** Start of Data provided **
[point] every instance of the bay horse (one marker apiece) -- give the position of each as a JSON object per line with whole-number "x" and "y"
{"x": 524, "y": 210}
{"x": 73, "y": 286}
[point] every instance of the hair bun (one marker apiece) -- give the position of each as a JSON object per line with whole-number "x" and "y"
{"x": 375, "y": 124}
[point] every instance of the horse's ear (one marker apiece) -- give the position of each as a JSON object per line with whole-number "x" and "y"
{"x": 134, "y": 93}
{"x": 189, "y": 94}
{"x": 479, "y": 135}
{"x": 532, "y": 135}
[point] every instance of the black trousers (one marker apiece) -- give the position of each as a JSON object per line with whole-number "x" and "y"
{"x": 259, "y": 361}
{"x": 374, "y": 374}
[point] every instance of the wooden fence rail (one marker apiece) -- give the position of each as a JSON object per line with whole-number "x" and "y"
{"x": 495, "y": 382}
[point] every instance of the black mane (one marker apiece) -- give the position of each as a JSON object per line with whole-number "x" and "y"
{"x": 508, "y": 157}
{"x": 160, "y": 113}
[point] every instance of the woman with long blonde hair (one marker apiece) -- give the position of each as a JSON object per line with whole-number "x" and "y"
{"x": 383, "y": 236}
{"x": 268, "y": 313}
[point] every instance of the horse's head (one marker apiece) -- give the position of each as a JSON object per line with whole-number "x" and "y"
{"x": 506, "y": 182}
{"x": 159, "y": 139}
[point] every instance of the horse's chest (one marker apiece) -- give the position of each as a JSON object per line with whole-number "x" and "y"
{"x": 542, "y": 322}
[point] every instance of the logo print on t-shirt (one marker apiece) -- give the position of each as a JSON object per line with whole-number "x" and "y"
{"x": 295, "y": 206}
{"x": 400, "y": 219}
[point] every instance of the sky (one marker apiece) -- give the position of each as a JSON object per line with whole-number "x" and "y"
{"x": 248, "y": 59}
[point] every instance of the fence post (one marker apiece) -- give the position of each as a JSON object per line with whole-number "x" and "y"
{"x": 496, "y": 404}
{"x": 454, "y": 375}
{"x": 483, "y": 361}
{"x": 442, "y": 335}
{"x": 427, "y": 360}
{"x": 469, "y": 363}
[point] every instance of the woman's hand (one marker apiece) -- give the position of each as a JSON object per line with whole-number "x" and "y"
** End of Data provided **
What you need to do →
Lay out the stretch from the line containing "[point] every instance of the horse's chest" through the end of the items above as a JSON array of strings, one string per line, omitting blank lines.

The output →
[
  "[point] every instance of the horse's chest (one marker apiece) -- give the position of each as a JSON object per line with whole-number \"x\" and \"y\"",
  "{\"x\": 542, \"y\": 322}",
  "[point] every instance of the logo print on t-shirt (one marker apiece) -- give the position of each as a JSON object per line with whole-number \"x\" and \"y\"",
  "{\"x\": 295, \"y\": 206}",
  "{\"x\": 400, \"y\": 219}",
  "[point] every instance of the sky (one marker apiece) -- give the position of each as a JSON object per line with whole-number \"x\" and \"y\"",
  "{\"x\": 248, \"y\": 59}",
  "[point] every instance of the fence post (one marker apiece) -- give the position of each as a JSON object per line with whole-number \"x\" and \"y\"",
  "{\"x\": 496, \"y\": 404}",
  "{\"x\": 454, \"y\": 375}",
  "{\"x\": 483, \"y\": 361}",
  "{\"x\": 442, \"y\": 335}",
  "{\"x\": 427, \"y\": 360}",
  "{\"x\": 469, \"y\": 363}",
  "[point] every instance of the woman's hand (one marker apiece) -- give the position of each as a JSON object per line with whole-number \"x\" and \"y\""
]